• The input:
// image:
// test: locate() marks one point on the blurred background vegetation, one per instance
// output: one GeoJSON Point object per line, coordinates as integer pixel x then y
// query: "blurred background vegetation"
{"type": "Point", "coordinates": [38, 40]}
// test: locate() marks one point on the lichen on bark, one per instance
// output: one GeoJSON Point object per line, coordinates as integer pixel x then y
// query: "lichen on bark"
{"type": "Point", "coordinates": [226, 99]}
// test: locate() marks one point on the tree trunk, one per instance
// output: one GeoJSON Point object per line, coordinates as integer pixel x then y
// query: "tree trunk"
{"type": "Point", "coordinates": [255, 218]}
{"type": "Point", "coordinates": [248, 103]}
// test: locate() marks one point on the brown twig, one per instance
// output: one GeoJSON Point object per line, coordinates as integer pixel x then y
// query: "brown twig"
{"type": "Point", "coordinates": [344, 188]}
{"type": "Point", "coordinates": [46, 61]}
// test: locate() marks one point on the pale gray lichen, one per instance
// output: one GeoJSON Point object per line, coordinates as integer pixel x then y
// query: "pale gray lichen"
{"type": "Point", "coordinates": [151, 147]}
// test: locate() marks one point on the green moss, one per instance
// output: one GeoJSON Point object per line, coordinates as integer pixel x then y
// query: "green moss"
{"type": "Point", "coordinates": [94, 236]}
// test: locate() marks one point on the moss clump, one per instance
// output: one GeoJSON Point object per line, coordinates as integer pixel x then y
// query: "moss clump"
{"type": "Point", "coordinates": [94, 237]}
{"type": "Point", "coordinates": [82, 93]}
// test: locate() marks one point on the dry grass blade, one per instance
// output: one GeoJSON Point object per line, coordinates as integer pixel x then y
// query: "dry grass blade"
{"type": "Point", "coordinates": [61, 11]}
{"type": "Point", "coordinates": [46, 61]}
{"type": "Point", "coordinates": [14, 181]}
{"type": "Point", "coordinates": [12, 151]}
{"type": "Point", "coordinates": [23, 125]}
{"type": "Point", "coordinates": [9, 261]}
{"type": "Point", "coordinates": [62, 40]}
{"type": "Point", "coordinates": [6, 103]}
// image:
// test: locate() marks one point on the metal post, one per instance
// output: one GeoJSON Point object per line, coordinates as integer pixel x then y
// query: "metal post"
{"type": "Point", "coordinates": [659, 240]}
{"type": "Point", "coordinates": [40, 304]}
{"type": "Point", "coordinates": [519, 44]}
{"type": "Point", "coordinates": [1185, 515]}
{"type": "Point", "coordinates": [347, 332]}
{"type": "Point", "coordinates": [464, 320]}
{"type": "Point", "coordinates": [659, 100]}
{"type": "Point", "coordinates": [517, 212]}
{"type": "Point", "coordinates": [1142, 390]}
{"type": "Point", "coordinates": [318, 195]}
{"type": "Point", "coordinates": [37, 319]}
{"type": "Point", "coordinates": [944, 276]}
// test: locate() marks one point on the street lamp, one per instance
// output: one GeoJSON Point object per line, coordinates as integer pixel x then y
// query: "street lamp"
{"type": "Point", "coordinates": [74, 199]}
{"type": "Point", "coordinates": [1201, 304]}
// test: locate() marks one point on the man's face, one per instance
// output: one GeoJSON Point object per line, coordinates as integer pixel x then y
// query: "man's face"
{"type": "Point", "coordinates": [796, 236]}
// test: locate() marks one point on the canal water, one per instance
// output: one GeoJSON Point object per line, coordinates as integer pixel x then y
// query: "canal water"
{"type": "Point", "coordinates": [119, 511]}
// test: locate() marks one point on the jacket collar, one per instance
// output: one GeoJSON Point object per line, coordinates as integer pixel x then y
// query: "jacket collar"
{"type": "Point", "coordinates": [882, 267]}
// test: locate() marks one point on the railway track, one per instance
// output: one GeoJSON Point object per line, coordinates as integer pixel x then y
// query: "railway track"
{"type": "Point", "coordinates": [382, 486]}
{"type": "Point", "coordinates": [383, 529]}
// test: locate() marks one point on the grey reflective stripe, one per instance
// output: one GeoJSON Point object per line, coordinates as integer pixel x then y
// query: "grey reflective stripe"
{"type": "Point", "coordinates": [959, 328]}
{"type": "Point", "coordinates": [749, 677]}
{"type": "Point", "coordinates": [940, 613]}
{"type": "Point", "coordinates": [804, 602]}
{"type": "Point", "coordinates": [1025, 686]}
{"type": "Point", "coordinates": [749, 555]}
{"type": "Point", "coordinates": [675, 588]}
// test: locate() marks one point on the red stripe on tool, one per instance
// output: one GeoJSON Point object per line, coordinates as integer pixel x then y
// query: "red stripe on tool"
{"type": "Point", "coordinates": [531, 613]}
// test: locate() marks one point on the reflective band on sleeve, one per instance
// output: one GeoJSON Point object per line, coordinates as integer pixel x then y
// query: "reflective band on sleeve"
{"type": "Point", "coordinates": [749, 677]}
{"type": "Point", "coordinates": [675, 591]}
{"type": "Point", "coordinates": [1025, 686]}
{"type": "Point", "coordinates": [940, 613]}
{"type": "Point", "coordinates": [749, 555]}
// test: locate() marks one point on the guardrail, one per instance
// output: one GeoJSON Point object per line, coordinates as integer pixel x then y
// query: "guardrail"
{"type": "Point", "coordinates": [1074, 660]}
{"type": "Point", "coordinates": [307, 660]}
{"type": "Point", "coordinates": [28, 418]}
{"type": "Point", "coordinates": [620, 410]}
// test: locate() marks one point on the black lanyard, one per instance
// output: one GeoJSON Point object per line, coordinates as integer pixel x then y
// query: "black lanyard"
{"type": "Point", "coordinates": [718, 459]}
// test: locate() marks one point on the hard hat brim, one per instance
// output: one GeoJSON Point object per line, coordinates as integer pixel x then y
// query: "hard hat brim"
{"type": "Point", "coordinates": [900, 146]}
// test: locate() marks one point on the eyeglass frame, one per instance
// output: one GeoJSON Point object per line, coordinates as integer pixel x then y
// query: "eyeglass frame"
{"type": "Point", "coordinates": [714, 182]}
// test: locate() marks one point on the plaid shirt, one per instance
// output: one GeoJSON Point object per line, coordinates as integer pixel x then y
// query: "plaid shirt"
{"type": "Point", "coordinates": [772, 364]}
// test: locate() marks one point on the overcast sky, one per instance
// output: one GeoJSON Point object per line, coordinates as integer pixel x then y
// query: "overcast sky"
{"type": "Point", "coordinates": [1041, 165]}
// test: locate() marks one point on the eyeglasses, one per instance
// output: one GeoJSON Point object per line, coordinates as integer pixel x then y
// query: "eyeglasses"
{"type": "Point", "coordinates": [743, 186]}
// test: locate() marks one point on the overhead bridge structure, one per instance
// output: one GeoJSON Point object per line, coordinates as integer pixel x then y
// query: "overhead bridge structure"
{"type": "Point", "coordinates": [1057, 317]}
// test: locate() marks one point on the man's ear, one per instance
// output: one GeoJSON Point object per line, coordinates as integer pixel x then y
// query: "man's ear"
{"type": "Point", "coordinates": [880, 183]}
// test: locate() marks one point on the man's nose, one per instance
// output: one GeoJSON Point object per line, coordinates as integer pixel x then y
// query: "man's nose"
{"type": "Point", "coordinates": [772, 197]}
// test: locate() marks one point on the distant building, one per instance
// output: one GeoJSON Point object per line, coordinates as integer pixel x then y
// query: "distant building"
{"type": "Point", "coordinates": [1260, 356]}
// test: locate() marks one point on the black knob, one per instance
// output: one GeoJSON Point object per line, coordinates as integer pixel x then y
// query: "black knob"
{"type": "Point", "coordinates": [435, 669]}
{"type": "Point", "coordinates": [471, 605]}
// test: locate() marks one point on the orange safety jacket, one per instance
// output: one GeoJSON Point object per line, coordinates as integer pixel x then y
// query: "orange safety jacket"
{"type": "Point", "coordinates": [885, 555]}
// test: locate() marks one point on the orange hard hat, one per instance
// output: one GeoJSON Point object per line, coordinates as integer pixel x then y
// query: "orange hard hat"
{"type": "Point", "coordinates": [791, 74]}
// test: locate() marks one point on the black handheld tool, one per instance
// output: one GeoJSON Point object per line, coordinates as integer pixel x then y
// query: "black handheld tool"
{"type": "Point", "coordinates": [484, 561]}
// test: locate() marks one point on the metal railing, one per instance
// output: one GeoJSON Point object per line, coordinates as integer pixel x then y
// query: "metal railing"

• Aim: Reproduce everything from the line containing "ear, one per instance" down to the end of the records, without any changes.

• Answer in full:
// test: locate() marks one point on the man's ear, one per instance
// output: one GeoJSON Point object per line, coordinates as integer pixel x then y
// query: "man's ear"
{"type": "Point", "coordinates": [880, 183]}
// test: locate() marks one point on the man's nose, one per instance
// output: one GeoJSON Point object per line, coordinates as integer pixel x then y
// query: "man's nose"
{"type": "Point", "coordinates": [772, 197]}
// test: locate() marks one point on the distant building, one per instance
// output: one GeoJSON Point object per line, coordinates as integer pixel x then y
// query: "distant building"
{"type": "Point", "coordinates": [1260, 356]}
// test: locate() marks one point on the black knob, one per instance
// output: one GeoJSON Point object per line, coordinates as integer pixel x then y
// query: "black knob"
{"type": "Point", "coordinates": [435, 669]}
{"type": "Point", "coordinates": [471, 605]}
// test: locate() marks one point on the orange safety jacket, one per instance
// output: one GeoJSON Point object per line, coordinates as integer pixel x then y
// query: "orange safety jacket"
{"type": "Point", "coordinates": [885, 555]}
// test: locate() marks one point on the orange hard hat, one per instance
// output: one GeoJSON Point object per line, coordinates as integer pixel x then y
// query: "orange hard hat"
{"type": "Point", "coordinates": [791, 74]}
// test: locate() marks one point on the black handheld tool, one per instance
// output: one GeoJSON Point object per line, coordinates as integer pixel x then y
// query: "black handheld tool"
{"type": "Point", "coordinates": [484, 561]}
// test: locate() marks one point on the metal railing, one per instance
// output: one GeoJSON Point object per line, coordinates as integer pixel x then y
// query: "metal railing"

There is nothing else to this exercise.